Start of DATASET RECORDS

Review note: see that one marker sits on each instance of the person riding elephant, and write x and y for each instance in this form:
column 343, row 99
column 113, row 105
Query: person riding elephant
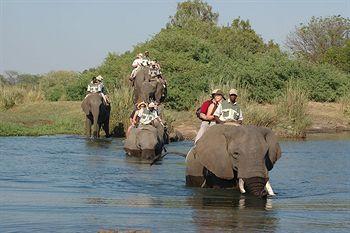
column 97, row 114
column 229, row 112
column 154, row 86
column 227, row 155
column 146, row 141
column 147, row 87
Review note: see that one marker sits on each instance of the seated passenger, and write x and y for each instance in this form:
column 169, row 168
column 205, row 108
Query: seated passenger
column 156, row 74
column 102, row 89
column 93, row 87
column 229, row 111
column 207, row 110
column 146, row 116
column 136, row 64
column 133, row 117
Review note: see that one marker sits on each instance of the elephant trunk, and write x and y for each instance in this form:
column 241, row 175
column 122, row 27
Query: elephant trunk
column 268, row 188
column 241, row 185
column 95, row 132
column 255, row 186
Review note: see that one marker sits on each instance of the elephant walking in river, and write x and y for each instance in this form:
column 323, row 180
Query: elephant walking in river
column 97, row 114
column 228, row 156
column 146, row 141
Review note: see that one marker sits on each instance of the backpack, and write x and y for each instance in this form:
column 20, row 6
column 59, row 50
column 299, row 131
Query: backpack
column 198, row 110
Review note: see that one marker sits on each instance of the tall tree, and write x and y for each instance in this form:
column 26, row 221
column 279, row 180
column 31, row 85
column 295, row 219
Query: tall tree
column 312, row 40
column 193, row 10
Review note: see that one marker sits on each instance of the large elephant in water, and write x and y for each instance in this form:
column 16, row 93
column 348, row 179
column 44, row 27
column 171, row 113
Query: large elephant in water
column 147, row 141
column 97, row 114
column 146, row 88
column 227, row 156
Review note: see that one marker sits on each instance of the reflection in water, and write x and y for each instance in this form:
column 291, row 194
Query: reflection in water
column 73, row 184
column 228, row 210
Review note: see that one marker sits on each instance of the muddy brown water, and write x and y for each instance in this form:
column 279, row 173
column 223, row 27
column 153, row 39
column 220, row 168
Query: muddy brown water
column 71, row 184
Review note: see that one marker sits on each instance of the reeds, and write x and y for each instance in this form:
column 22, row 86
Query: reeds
column 121, row 108
column 15, row 95
column 291, row 110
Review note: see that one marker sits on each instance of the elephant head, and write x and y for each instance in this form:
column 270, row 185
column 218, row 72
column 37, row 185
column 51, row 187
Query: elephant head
column 228, row 155
column 146, row 141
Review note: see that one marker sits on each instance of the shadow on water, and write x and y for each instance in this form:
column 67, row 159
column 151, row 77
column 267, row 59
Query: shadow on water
column 99, row 142
column 228, row 210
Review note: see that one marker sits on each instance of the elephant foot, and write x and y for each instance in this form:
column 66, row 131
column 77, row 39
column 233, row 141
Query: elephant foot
column 194, row 181
column 148, row 154
column 256, row 186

End of DATASET RECORDS

● **WHAT YOU ARE ASKED TO DO**
Copy all the data exactly as written, but skip any picture.

● **SOLUTION**
Review note: see that one marker sits on each instance of the person riding elephant, and write x and y for each instance in this form:
column 343, row 99
column 113, row 105
Query: person riding elephant
column 97, row 114
column 229, row 112
column 154, row 86
column 227, row 155
column 146, row 141
column 147, row 87
Review note: see that one marker sits on each instance of the seated passenger, and write x and y for each instance in this form:
column 169, row 168
column 205, row 108
Query: seated passenger
column 156, row 74
column 102, row 89
column 93, row 87
column 229, row 111
column 207, row 110
column 146, row 116
column 136, row 64
column 133, row 117
Review note: see that one marker sits on each instance of the elephant trunk, and write x and y for each instance in this form:
column 241, row 175
column 122, row 27
Query: elephant trunk
column 268, row 188
column 241, row 185
column 95, row 132
column 255, row 186
Review note: see that one marker sits on each instance of the elephant walking in river, and write x and y for each instance in this form:
column 323, row 180
Query: elephant walking in river
column 97, row 114
column 228, row 156
column 146, row 141
Review note: see that one marker sits on each instance of the backpack, and write x and y for each instance in this form:
column 20, row 6
column 59, row 50
column 299, row 131
Query: backpack
column 198, row 110
Review note: see that one marker sits on each instance of the tall tree, and write x and y for each instance in this form:
column 26, row 221
column 279, row 180
column 31, row 85
column 295, row 219
Query: tall tree
column 312, row 40
column 193, row 10
Review note: see that one marker sits on each instance of the large elephant in water, and write x and y for each instance in this form:
column 16, row 93
column 348, row 179
column 44, row 27
column 171, row 113
Query: large elephant in water
column 147, row 141
column 97, row 114
column 146, row 88
column 227, row 156
Review note: see that one marker sits on each instance of the reflection in water, and write x and y for each instance in this form:
column 291, row 194
Query: reflection in water
column 73, row 184
column 228, row 210
Review note: see that one marker sits on each instance of the muddy brown water, and write x and y for each instance in this form:
column 279, row 173
column 223, row 27
column 153, row 39
column 220, row 168
Query: muddy brown water
column 71, row 184
Review note: see that one marker sits on each instance of the reeds, and write x and y for each instance in this form:
column 22, row 86
Query: reeds
column 121, row 108
column 15, row 95
column 291, row 110
Review note: see that one marker sits on each instance of the elephant head, and write x and y for each instance in this form:
column 270, row 185
column 218, row 72
column 37, row 185
column 51, row 187
Query: elephant head
column 228, row 155
column 146, row 141
Review note: see that one marker sits on each instance of the shadow on water, and write x and y for each instance in this form:
column 67, row 159
column 151, row 77
column 267, row 59
Query: shadow on water
column 99, row 142
column 228, row 210
Review note: see that one marker sits on each instance of the elephant foot, and write x and y for each instance in this form:
column 66, row 131
column 77, row 39
column 233, row 141
Query: elephant foot
column 194, row 181
column 148, row 154
column 256, row 186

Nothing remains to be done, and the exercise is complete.